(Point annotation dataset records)
• • • • • • •

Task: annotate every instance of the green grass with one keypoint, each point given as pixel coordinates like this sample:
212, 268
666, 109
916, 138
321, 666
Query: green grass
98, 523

• • • • • • •

Written request — Render every line of the records above as a numbered list, leaving out any blank lines.

Output for this task —
1. Task: annotate every instance of the green grass with one keypoint, each point given as pixel coordinates like this sample:
2. 212, 268
3. 666, 109
4. 916, 138
5. 321, 666
6. Query: green grass
7. 98, 523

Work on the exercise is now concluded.